**SELECTED EXTRACT**
Skip to content

Validation

City2TABULA derives building attributes purely from 3D geometry. This validation compares those computed values against thematic properties bundled in the same CityGML/CityJSON source files.


How It Works

CityGML files carry two parallel data streams for each building:

  • Geometry — LoD2/LoD3 polyhedral surfaces.
  • Thematic properties — declared attributes (slope, area, height) stored as name–value pairs in lod2.property.

Validation links them via the CityDB feature ID:

flowchart LR
    subgraph source["Source dataset (CityGML/CityJSON)"]
        A["Thematic properties"] --> B["Feature ID"]
        C["Geometry"] --> B
    end
    subgraph c2t["City2TABULA (PostGIS)"]
        E["Extracted attributes"] --> D["Feature ID"]
    end
    B <--> D

Direct match only

Only surfaces with a property row whose feature_id matches the surface's own ID are validated. Parent-level properties (e.g. slope stored on the building rather than each roof surface) are not inherited — see Known Limitations.

Loading Strategy

Two directions depending on category:

Category Direction Rationale
Buildings City2TABULA → CityDB Sample N building IDs, fetch their thematic height values. Buildings with no thematic data are excluded.
Surfaces CityDB → City2TABULA Find surface IDs that have the target attribute in CityDB AND exist in City2TABULA for the right classname, then sample N from that intersection. Starting from the source side guarantees N matched samples.

Attributes Validated

Level Attribute Unit
Building min_height, max_height m
Roof surface surface_area, tilt, azimuth m², °, °
Wall surface surface_area
Ground surface surface_area

Datasets

The May 2026 validation runs cover entire municipalities with no sample limit (VALIDATION_LIMIT unset).

Building parts

City2TABULA counts BuildingParts as separate buildings. The building count in the table reflects distinct entries in the feature table, which may exceed the number of top-level Building elements in the source file.

**PROVIDED RECORDS**
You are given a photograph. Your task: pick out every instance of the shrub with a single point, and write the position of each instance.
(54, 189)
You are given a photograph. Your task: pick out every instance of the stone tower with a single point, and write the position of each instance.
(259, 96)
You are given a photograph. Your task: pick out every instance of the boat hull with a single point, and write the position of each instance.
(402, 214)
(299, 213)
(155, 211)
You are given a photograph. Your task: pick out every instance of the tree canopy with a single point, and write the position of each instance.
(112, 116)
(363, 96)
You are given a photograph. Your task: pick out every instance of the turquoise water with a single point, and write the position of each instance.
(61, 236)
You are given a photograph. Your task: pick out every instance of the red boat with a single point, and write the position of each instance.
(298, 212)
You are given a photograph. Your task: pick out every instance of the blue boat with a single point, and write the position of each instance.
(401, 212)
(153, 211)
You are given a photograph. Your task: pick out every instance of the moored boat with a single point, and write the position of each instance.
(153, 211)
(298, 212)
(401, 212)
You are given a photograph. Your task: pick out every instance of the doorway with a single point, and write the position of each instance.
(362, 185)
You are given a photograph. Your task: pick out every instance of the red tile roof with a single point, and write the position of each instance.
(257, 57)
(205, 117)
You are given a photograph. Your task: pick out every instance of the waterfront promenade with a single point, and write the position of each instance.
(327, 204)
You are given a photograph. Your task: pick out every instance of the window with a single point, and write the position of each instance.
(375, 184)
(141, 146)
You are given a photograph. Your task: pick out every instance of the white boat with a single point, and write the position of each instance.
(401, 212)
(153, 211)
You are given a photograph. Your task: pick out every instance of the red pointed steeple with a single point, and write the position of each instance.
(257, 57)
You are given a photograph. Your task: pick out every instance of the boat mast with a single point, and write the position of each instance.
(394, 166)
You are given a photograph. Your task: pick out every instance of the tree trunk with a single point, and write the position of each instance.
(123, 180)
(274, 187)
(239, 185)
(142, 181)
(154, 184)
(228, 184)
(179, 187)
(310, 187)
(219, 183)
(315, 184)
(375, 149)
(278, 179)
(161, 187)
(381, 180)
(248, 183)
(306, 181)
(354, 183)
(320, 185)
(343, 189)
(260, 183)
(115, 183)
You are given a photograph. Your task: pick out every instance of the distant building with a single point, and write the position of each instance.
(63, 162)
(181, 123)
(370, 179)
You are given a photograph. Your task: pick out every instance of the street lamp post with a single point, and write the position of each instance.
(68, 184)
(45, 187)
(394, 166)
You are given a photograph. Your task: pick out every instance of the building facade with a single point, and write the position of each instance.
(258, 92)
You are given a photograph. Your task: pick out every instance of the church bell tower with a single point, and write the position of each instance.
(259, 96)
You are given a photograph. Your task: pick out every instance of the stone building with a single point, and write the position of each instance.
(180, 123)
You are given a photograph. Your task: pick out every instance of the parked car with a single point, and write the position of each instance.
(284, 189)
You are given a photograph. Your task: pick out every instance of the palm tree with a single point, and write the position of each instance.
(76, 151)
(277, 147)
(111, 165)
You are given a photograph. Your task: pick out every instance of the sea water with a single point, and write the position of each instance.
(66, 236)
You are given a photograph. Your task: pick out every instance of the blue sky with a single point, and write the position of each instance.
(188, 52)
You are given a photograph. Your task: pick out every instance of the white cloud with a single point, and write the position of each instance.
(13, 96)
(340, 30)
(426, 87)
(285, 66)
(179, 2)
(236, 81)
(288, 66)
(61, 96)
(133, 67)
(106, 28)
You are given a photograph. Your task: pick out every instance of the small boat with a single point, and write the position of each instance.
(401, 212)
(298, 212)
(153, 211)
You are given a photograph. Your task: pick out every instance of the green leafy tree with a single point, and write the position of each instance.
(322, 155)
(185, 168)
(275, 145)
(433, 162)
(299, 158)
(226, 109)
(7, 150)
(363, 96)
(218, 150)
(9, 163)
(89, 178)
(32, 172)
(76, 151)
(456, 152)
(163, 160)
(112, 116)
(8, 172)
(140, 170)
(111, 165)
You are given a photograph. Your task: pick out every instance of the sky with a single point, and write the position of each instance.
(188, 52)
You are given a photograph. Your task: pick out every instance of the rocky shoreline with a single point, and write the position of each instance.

**EXERCISE OBJECTIVE**
In the validation page, how does City2TABULA count BuildingParts?

**SOLUTION**
It counts BuildingParts as separate buildings.